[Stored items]

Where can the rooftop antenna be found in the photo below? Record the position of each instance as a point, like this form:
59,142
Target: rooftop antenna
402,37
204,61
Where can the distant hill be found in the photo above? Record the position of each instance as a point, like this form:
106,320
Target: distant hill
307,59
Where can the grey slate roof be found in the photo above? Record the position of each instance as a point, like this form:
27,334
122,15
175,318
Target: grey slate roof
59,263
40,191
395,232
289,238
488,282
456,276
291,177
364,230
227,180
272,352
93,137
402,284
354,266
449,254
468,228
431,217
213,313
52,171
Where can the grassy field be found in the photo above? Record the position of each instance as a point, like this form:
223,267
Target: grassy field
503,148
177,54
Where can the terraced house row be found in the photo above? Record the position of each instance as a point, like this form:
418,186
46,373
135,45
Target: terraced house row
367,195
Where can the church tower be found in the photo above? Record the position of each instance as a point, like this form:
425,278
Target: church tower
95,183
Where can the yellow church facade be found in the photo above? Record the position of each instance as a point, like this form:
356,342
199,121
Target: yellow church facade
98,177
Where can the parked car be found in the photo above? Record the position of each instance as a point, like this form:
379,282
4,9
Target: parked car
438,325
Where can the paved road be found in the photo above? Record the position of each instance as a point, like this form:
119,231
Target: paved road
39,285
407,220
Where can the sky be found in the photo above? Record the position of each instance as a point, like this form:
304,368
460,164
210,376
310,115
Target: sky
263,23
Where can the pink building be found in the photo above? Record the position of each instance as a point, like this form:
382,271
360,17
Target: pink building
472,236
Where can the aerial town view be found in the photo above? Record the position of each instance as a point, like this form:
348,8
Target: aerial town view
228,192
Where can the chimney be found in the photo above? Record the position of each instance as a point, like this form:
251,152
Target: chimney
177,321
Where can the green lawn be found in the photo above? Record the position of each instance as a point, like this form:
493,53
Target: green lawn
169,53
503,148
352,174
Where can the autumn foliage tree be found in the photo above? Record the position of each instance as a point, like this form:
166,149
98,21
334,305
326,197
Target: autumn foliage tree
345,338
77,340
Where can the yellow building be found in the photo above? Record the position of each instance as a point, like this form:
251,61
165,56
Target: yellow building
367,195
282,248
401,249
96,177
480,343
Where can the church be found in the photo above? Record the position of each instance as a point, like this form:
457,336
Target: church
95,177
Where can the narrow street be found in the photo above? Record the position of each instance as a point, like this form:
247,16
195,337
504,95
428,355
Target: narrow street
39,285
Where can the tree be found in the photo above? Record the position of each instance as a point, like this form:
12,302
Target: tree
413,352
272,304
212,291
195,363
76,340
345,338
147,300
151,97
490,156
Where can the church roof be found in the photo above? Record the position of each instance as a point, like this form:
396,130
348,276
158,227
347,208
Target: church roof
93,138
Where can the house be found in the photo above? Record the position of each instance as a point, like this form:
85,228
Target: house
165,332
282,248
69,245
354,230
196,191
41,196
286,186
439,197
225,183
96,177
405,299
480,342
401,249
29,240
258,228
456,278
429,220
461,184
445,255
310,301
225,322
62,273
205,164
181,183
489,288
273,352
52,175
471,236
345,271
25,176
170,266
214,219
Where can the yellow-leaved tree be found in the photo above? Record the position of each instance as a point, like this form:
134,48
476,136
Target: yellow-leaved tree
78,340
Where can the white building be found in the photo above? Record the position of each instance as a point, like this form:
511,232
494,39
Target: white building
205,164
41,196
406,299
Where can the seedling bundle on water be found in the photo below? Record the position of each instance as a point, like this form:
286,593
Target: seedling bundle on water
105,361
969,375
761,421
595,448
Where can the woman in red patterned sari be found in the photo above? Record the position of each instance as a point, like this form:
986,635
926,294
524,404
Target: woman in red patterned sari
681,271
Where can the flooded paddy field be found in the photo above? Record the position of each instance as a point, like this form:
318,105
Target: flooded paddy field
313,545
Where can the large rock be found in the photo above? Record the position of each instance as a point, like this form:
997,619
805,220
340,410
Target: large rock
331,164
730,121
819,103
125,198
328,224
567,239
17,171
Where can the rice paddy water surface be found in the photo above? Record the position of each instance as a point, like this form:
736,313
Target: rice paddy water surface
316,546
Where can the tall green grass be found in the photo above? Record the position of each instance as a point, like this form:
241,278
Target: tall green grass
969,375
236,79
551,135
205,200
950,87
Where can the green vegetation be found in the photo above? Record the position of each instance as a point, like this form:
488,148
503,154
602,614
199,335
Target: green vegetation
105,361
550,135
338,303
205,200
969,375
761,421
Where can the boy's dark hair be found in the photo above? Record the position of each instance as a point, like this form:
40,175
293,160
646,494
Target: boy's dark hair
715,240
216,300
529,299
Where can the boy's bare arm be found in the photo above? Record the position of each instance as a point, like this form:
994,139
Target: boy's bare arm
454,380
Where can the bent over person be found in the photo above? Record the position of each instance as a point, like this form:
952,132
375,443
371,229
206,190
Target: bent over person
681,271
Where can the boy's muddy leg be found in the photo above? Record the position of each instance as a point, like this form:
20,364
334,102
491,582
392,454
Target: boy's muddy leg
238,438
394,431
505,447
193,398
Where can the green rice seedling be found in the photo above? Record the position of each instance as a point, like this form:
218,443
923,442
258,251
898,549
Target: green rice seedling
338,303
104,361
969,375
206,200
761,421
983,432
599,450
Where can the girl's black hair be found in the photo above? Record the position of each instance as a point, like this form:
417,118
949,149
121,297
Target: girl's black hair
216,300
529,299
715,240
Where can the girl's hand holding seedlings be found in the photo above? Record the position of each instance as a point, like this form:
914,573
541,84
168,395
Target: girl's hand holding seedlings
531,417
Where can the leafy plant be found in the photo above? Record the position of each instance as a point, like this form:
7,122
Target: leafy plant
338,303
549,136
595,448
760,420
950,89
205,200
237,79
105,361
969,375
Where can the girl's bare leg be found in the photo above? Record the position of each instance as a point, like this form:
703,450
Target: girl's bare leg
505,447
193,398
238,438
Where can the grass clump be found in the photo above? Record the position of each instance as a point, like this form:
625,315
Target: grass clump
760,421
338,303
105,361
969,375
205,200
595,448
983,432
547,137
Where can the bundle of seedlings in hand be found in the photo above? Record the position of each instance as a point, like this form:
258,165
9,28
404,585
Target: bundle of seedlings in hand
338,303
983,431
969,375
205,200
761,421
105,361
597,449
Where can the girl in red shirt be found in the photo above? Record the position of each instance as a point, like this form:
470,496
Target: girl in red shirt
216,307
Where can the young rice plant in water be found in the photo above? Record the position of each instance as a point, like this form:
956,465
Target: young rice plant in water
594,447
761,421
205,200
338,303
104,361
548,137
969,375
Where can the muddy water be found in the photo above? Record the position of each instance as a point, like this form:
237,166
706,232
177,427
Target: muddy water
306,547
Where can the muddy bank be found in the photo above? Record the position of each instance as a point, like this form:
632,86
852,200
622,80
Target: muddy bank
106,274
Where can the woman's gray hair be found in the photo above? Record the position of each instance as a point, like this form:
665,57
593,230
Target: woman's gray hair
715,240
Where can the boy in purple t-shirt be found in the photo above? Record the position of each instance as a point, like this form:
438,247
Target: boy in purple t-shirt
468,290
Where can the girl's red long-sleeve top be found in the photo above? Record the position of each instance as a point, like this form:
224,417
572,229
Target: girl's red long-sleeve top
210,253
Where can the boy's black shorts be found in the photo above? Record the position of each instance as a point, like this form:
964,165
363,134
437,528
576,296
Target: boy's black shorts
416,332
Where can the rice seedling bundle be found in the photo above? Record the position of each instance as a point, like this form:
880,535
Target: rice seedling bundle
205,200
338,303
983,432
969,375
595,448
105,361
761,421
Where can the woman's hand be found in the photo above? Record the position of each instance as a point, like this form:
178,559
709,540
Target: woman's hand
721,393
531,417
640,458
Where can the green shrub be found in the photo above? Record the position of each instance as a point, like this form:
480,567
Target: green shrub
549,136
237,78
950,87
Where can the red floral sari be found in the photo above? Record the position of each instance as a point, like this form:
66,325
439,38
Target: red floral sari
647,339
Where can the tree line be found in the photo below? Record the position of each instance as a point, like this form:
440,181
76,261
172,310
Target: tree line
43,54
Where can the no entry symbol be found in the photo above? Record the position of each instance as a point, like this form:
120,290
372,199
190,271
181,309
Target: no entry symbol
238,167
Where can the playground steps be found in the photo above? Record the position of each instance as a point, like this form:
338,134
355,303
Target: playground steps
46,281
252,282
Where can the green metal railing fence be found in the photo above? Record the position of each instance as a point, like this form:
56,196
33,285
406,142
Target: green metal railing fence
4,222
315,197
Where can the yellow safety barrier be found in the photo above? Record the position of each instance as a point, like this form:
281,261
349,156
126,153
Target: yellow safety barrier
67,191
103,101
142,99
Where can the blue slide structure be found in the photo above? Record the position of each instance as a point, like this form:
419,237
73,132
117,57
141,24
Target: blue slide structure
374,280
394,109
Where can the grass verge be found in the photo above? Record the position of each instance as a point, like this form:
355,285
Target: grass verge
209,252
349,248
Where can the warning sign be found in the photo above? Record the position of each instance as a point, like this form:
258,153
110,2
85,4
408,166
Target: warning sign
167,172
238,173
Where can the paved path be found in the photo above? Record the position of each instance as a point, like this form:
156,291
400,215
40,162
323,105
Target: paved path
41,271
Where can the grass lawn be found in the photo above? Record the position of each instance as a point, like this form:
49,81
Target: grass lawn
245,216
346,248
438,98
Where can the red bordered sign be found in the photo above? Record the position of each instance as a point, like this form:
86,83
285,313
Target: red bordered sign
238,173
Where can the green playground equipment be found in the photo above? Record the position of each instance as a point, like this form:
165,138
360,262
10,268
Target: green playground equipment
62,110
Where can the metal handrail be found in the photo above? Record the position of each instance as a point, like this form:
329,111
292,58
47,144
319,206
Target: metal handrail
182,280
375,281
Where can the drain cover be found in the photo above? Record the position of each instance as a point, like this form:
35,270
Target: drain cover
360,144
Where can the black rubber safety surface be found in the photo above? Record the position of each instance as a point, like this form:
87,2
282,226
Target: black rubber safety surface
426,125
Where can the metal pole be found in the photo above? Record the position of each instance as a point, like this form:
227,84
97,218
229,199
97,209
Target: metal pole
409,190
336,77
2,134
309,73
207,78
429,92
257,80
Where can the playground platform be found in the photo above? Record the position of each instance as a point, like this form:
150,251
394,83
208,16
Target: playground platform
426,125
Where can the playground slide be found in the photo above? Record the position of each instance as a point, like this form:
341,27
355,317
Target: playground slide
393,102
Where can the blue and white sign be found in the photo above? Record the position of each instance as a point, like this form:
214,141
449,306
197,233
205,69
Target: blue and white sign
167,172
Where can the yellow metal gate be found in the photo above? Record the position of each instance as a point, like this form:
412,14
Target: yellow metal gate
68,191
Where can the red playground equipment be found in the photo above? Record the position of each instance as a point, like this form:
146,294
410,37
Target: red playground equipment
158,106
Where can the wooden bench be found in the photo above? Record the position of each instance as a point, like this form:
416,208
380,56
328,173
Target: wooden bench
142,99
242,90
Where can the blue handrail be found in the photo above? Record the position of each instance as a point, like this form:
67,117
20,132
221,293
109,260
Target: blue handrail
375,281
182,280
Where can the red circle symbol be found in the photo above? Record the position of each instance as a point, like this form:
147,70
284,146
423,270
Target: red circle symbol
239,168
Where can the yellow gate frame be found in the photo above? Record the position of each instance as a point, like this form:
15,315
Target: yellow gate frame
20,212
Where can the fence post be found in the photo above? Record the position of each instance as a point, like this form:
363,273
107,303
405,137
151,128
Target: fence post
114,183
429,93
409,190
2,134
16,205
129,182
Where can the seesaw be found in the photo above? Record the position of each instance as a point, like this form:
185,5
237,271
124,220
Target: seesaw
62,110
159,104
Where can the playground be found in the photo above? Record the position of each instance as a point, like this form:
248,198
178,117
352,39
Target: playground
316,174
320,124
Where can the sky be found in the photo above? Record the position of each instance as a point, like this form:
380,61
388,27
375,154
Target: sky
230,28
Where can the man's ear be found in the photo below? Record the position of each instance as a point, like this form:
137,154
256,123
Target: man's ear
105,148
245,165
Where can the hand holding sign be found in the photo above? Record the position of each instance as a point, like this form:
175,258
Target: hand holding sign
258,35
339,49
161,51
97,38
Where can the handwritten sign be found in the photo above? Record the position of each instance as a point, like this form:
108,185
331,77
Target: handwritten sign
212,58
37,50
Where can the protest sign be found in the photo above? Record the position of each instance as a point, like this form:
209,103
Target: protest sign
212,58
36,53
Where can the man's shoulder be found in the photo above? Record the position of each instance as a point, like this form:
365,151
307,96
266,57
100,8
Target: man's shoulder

▸ **PROBLEM STATEMENT**: Return the lines above that include the string "shoulder".

▸ **TASK RESULT**:
Where can the man's shoulder be found in the photo above? Record the position of each instance as a point, like this form:
Target: man's shoulder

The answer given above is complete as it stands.